- **TEXT PASSAGE**
****************************************

In the chilling speech he gives at the end of the film Margin Call, Jeremy Irons says that no one should say they believe in equality, because no one really thinks it exists: The very idea camouflages the endurance of hierarchy in an essentially unchanging form. “It’s certainly no different today than it’s ever been,” he explains to an underling. “There have always been and there always will be the same percentage of winners and losers….
Yeah, there may be more of us than there’s ever been, but the percentages? They stay exactly the same.”
For many others, the response to the 2008 financial crisis was very different from Irons’s cynical response. The crisis led to more consciousness and criticism of inequality than had been seen in the past 50 years. Starting with Occupy Wall Street in 2011, large numbers of Americans concerned about the ascendancy of the “1 percent” eventually consolidated around Bernie Sanders’s presidential campaigns in 2016 and 2020. During these years, the French economist Thomas Piketty provided the reading public with evidence that vindicated the movement: In Capital in the Twenty-First Century, published in English in 2014, he confirmed that economic inequality had been rising across the North Atlantic world. Piketty also showed that the situation was simultaneously worse and better than the way Irons had characterized it in Margin Call: Capitalism’s inherent dynamics generally increased inequality, he argued, but political mobilizations could bring about its reduction.

****************************************

- **EXCERPTED DATA**

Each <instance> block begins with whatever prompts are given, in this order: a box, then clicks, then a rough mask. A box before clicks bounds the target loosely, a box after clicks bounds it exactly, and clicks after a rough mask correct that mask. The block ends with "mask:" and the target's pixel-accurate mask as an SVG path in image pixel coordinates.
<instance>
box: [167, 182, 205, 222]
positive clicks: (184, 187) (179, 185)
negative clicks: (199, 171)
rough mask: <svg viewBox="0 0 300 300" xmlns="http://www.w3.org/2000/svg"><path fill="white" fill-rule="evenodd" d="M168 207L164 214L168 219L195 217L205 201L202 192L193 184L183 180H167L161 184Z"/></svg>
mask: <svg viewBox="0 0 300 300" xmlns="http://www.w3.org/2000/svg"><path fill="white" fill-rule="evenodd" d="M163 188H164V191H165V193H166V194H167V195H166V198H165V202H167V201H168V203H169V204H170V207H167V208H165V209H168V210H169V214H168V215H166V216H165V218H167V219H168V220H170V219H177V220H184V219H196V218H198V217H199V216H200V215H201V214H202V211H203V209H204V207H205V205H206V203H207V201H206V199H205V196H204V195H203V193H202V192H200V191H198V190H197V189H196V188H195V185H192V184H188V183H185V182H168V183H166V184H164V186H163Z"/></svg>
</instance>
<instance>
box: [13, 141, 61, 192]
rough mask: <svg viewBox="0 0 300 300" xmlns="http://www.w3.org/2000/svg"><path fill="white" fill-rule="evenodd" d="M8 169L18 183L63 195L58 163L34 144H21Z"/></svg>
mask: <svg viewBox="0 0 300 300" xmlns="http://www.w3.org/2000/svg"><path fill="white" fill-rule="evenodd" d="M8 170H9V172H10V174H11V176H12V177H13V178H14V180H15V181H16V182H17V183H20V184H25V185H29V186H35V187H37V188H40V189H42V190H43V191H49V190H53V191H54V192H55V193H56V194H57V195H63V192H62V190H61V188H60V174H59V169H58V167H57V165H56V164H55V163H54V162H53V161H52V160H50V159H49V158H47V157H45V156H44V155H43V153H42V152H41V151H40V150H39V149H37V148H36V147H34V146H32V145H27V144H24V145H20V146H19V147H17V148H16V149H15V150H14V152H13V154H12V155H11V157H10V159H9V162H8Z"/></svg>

****************************************

- **ACTIVITY A**
Based on the passage on inequality above, decide whether each statement below agrees with it. For each, answer yes or no and quote the words that decide it. (i) Occupy Wall Street began in 2011. (ii) Capital in the Twenty-First Century was published in English in 2016. (iii) Piketty argued that political mobilizations could reduce inequality.
- **ACTIVITY B**
Reproduce the portion of the passage on inequality between "In the chilling" and "winners and losers….", inclusive.

- **WRITTEN RESPONSE A**
(i) Yes: "Starting with Occupy Wall Street in 2011"
(ii) No: "published in English in 2014"
(iii) Yes: "political mobilizations could bring about its reduction"

- **WRITTEN RESPONSE B**
In the chilling speech he gives at the end of the film Margin Call, Jeremy Irons says that no one should say they believe in equality, because no one really thinks it exists: The very idea camouflages the endurance of hierarchy in an essentially unchanging form. “It’s certainly no different today than it’s ever been,” he explains to an underling. “There have always been and there always will be the same percentage of winners and losers….